§ **課題一覧**:
a – リボンマイクについての文章によると、Oktavaは何年に創業した、どこの国のマイクメーカーですか。
b – リボンマイクについての文章を、最後の文の後から書き継いでください。

------ 抜粋テキスト ------

ちょっと前にレコーディング雑誌で話題になったリボンマイク。
構造が単純だが扱いが難しく、ダイナミックマイクとコンデンサーマイクに主役を譲り、そのまま歴史に埋もれていくはずだったのですが、独特な音がいいとブームが再燃。各社からリボンマイクの新製品が販売されるようになりました。
私が所有しているのはOktava社のML52-01という機種。
このマイクの音源サンプルといっしょに、リボンマイクの仕組みと特徴について考えていきます。
Oktava ML-52-01について
まずは今回のマイクについて簡単に紹介しておきます。
Oktavaというメーカーに聞き覚えのない方も多いと思いますが、実は1927年創業の歴史あるロシアのマイクメーカーです。(本社はTula(トゥーラ)というロシアの中でもかなり西側にあります。文豪トルストイの家とお墓があるのだとか。)

------ データ部分 ------

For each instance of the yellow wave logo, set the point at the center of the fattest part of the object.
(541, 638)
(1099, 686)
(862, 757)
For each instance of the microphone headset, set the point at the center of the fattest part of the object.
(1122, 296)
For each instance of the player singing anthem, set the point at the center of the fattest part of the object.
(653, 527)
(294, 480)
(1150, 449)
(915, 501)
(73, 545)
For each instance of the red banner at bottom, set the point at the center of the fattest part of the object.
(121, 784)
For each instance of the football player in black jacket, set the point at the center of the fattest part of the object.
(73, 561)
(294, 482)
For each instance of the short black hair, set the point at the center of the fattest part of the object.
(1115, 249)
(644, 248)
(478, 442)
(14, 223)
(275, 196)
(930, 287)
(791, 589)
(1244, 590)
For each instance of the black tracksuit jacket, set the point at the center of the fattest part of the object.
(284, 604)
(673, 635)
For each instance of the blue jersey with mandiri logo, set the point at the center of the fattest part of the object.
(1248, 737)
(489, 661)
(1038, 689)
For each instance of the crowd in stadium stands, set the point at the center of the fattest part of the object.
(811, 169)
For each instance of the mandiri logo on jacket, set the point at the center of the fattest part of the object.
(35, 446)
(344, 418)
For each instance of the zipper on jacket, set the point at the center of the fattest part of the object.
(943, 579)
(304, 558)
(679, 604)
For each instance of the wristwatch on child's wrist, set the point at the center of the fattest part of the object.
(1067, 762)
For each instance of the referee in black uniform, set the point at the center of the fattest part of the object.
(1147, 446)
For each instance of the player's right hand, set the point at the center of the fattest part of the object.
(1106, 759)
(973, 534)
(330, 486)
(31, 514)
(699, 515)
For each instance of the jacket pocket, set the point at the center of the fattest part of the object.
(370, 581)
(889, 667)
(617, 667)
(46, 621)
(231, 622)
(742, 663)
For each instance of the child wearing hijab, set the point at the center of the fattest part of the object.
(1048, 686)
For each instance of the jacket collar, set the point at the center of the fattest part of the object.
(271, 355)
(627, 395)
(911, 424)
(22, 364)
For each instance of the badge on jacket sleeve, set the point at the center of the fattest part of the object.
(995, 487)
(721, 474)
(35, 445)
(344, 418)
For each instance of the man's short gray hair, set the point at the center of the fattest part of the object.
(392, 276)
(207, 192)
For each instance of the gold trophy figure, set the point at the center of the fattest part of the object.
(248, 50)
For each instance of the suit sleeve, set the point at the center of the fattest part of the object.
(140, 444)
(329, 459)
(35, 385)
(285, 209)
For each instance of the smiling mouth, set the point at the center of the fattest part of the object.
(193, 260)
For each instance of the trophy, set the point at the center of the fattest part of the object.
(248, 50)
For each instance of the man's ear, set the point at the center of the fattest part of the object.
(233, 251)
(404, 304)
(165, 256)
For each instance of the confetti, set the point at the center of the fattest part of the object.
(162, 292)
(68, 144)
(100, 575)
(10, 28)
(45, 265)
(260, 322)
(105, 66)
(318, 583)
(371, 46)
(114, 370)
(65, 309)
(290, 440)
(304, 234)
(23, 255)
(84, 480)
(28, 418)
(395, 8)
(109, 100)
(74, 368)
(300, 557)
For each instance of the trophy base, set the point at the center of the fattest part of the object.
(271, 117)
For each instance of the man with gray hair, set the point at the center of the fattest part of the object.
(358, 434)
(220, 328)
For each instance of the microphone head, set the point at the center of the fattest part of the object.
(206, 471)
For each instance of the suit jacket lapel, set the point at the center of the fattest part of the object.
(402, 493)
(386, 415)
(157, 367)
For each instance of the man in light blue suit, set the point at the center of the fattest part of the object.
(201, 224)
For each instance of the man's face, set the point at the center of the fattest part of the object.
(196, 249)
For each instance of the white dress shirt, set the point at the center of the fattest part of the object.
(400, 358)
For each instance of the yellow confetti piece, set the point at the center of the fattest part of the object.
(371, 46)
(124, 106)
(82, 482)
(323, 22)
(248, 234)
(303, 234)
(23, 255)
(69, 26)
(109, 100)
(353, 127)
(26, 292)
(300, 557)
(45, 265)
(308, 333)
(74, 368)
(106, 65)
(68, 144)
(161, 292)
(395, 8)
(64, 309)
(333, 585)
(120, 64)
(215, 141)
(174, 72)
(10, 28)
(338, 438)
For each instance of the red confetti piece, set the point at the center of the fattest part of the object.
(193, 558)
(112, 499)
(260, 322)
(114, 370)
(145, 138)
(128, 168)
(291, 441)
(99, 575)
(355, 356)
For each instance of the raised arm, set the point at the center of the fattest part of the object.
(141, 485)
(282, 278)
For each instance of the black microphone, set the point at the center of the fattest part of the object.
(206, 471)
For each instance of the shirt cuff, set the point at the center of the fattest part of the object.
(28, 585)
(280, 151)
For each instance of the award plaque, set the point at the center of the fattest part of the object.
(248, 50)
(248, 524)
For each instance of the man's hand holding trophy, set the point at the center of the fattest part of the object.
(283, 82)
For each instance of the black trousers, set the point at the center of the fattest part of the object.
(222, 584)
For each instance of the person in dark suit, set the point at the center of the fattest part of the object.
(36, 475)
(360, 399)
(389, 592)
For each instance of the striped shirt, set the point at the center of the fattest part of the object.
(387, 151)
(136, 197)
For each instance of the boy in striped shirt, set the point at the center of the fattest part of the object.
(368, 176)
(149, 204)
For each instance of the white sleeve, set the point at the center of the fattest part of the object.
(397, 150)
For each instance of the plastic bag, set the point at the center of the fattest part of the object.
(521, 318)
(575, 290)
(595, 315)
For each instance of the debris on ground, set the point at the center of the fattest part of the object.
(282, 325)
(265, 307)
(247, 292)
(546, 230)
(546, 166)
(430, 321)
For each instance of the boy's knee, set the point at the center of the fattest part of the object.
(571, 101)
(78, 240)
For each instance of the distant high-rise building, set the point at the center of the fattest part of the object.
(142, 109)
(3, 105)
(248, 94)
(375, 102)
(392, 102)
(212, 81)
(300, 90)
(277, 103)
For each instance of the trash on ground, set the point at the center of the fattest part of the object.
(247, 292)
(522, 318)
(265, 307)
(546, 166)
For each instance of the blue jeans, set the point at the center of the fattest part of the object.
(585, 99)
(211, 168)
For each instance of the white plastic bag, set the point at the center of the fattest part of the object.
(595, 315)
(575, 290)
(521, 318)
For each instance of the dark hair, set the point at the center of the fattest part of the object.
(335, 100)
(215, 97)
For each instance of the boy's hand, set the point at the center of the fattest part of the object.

------

§ **最終結果**:
a – 1927年創業のロシアのマイクメーカーです。

b –
ペンシル型コンデンサーマイク MK-012、ラージダイアフラムコンデンサーのMK-105なども取り扱っています。リボンマイクはMLシリーズとなります。
リボンマイクの全盛期、日本ではRCAや東芝の製品がシェアを占めていましたが、ブーム再燃の折にOktavaのマイクも雑誌で取り上げられました。
コストパフォーマンスに定評があるメーカーです。
ML52-01は元となったリボンマイクML52をバージョンアップさせた製品。現在はさらにバージョンアップしたML52-02が販売されています。
Altec 639Bを思わせるような、いかつい風貌です。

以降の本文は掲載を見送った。